[Data listing]
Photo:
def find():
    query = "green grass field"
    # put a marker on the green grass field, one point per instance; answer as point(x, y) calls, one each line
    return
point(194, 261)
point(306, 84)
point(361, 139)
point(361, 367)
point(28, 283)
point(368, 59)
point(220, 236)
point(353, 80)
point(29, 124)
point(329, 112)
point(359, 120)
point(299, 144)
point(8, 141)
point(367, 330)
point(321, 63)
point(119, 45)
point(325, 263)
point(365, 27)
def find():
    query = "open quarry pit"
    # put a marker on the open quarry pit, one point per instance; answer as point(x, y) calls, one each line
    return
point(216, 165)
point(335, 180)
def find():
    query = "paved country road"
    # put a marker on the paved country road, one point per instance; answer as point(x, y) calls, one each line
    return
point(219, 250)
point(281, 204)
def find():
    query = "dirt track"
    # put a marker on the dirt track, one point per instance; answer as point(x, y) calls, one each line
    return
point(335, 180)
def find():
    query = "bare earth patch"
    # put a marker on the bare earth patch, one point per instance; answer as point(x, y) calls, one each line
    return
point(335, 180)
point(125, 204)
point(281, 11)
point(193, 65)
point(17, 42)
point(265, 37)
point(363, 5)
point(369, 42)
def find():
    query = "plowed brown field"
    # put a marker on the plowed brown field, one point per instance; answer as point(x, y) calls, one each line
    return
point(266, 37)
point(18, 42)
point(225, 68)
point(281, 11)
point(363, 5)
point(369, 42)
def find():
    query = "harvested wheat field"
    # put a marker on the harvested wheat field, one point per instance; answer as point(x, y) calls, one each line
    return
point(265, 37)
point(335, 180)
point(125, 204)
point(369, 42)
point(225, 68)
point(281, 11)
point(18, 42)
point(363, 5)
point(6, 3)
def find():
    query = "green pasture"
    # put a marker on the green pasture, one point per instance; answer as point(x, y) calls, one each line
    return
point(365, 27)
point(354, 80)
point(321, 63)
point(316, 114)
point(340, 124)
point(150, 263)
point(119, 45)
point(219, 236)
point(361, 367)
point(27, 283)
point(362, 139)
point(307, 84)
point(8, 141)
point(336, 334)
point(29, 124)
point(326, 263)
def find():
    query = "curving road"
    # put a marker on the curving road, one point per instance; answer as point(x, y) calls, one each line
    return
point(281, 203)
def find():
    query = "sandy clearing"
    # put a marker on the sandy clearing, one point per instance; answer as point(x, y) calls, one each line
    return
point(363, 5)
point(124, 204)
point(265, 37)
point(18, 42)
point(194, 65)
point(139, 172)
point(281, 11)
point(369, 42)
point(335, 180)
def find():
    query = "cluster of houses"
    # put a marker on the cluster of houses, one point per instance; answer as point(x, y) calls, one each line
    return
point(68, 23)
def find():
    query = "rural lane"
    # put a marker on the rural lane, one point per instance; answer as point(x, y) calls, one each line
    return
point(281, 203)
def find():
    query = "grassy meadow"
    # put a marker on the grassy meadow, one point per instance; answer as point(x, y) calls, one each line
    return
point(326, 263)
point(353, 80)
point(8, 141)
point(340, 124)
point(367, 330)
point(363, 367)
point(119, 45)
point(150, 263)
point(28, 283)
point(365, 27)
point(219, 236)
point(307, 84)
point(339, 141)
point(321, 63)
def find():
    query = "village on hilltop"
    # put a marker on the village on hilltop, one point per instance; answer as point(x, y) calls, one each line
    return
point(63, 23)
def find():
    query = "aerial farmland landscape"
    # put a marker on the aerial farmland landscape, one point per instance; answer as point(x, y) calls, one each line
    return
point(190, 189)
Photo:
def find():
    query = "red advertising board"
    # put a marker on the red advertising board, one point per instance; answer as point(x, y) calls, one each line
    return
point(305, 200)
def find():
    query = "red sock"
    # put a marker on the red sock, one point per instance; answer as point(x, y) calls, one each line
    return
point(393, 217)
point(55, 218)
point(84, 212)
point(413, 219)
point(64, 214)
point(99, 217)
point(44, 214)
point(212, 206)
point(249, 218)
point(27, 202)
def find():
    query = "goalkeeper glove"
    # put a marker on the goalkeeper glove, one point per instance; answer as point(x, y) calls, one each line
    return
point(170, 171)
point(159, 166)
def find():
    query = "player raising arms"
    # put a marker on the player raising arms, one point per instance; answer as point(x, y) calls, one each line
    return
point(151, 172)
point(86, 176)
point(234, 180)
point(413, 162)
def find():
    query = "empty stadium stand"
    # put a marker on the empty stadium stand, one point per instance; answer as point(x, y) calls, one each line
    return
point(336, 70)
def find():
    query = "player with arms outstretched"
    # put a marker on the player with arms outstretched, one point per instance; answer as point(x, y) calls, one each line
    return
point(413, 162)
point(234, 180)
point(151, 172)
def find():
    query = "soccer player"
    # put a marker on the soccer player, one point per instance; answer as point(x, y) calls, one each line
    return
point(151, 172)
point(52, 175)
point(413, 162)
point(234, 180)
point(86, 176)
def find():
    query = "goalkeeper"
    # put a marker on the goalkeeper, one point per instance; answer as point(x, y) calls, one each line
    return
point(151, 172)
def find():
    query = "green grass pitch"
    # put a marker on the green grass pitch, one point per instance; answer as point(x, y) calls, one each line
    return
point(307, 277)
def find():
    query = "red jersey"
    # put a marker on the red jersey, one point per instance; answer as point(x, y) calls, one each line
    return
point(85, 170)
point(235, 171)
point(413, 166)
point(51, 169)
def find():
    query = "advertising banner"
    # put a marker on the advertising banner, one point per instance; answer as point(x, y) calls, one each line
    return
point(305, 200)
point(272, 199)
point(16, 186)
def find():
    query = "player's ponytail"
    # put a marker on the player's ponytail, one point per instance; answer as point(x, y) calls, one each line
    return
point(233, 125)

◆ **DIRECTIONS FOR THIS TASK**
Every entry should be printed again exactly as it stands.

◆ **THE OUTPUT**
Photo:
def find():
    query = "green grass field"
    # put a marker on the green grass field, one point per instance; answer as point(x, y) calls, one each line
    return
point(194, 261)
point(306, 84)
point(361, 139)
point(361, 367)
point(28, 283)
point(368, 59)
point(220, 236)
point(353, 80)
point(29, 124)
point(329, 112)
point(359, 120)
point(299, 144)
point(8, 141)
point(367, 330)
point(321, 63)
point(119, 45)
point(325, 263)
point(365, 27)
def find():
    query = "open quarry pit"
    # put a marker on the open quarry pit, one point per instance; answer as point(x, y) calls, one each line
    return
point(216, 165)
point(335, 180)
def find():
    query = "paved country road"
    # put a marker on the paved country road, one point per instance; answer as point(x, y) calls, one each line
    return
point(219, 250)
point(281, 204)
def find():
    query = "dirt track"
    # put a marker on the dirt track, one point per instance; answer as point(x, y) calls, one each line
    return
point(335, 180)
def find():
    query = "bare earth patch"
    # put a marker on the bare earth patch, one point per instance; answer as point(x, y) calls, one each line
    return
point(335, 180)
point(125, 204)
point(281, 11)
point(193, 65)
point(17, 42)
point(265, 37)
point(363, 5)
point(369, 42)
def find():
    query = "plowed brown field"
    # put a marker on the plowed brown field, one point per instance; answer as point(x, y) calls, one each line
    return
point(266, 37)
point(18, 42)
point(225, 68)
point(281, 11)
point(363, 5)
point(369, 42)
def find():
    query = "harvested wheat field"
    # put a marker on the harvested wheat field, one point per instance; answer as point(x, y) calls, one each line
    return
point(265, 37)
point(335, 180)
point(125, 204)
point(369, 42)
point(225, 68)
point(281, 11)
point(18, 42)
point(363, 5)
point(6, 3)
def find():
    query = "green pasture"
    # put a marker on the green pasture, one point per instance; answer as point(x, y) calls, one each line
    return
point(365, 27)
point(354, 80)
point(321, 63)
point(316, 114)
point(340, 124)
point(150, 263)
point(119, 45)
point(219, 236)
point(361, 367)
point(27, 283)
point(362, 139)
point(307, 84)
point(8, 141)
point(336, 334)
point(29, 124)
point(326, 263)
def find():
    query = "curving road"
    # put a marker on the curving road, one point per instance; answer as point(x, y) calls, one each line
    return
point(281, 203)
def find():
    query = "sandy clearing"
    # put a marker on the sandy clearing, one point per instance; answer as point(x, y) calls, one each line
    return
point(363, 5)
point(124, 204)
point(265, 37)
point(18, 42)
point(194, 65)
point(139, 172)
point(281, 11)
point(369, 42)
point(335, 180)
def find():
    query = "cluster of houses"
    # put a marker on the cluster of houses, one point per instance; answer as point(x, y) calls, one each line
    return
point(68, 23)
def find():
    query = "rural lane"
    # put a marker on the rural lane, one point per instance; answer as point(x, y) calls, one each line
    return
point(281, 203)
def find():
    query = "grassy meadow"
    # put a marker on the grassy meadow, one point per instance; answer as point(x, y) calls, one each line
    return
point(326, 263)
point(353, 80)
point(8, 141)
point(340, 124)
point(367, 330)
point(363, 367)
point(119, 45)
point(150, 263)
point(28, 283)
point(365, 27)
point(219, 236)
point(307, 84)
point(339, 141)
point(321, 63)
def find():
    query = "village on hilltop"
    # put a marker on the village on hilltop, one point per instance; answer as point(x, y) calls, one each line
    return
point(63, 23)
def find():
    query = "aerial farmland landscape"
    # put a marker on the aerial farmland landscape, one point per instance; answer as point(x, y) calls, one each line
    return
point(190, 189)
Photo:
def find():
    query = "red advertising board"
    # put a marker on the red advertising board, one point per instance; answer as point(x, y) calls, one each line
    return
point(305, 200)
def find():
    query = "red sock"
    # put a marker on the red sock, one point per instance; answer as point(x, y) calls, one each line
    return
point(393, 217)
point(55, 218)
point(84, 212)
point(413, 219)
point(64, 214)
point(99, 217)
point(44, 214)
point(212, 206)
point(249, 218)
point(27, 202)
def find():
    query = "goalkeeper glove"
    # put a marker on the goalkeeper glove, one point per instance; answer as point(x, y) calls, one each line
    return
point(170, 171)
point(159, 166)
def find():
    query = "player raising arms"
    # put a marker on the player raising arms, one point per instance; answer as point(x, y) calls, one each line
    return
point(151, 172)
point(86, 176)
point(234, 180)
point(413, 162)
def find():
    query = "empty stadium stand"
    # put a marker on the empty stadium stand, one point per instance; answer as point(x, y) calls, one each line
    return
point(336, 70)
def find():
    query = "player with arms outstretched"
    # put a marker on the player with arms outstretched, one point per instance; answer as point(x, y) calls, one each line
    return
point(413, 162)
point(234, 180)
point(151, 172)
def find():
    query = "soccer player"
    # put a marker on the soccer player, one point per instance; answer as point(x, y) calls, one each line
    return
point(151, 172)
point(52, 175)
point(413, 162)
point(234, 180)
point(86, 176)
def find():
    query = "goalkeeper"
    # put a marker on the goalkeeper, one point per instance; answer as point(x, y) calls, one each line
    return
point(151, 172)
def find():
    query = "green grass pitch"
    # put a marker on the green grass pitch, one point per instance; answer as point(x, y) calls, one each line
    return
point(307, 277)
def find():
    query = "red jersey"
    # put a marker on the red jersey, one point per instance; answer as point(x, y) calls, one each line
    return
point(85, 170)
point(235, 171)
point(413, 166)
point(51, 169)
def find():
    query = "advertising banner"
    # put a marker on the advertising banner, one point per instance; answer as point(x, y) calls, one each line
    return
point(305, 200)
point(272, 199)
point(16, 186)
def find():
    query = "player's ponytail"
    # put a marker on the player's ponytail, one point per instance; answer as point(x, y) calls, one each line
    return
point(233, 125)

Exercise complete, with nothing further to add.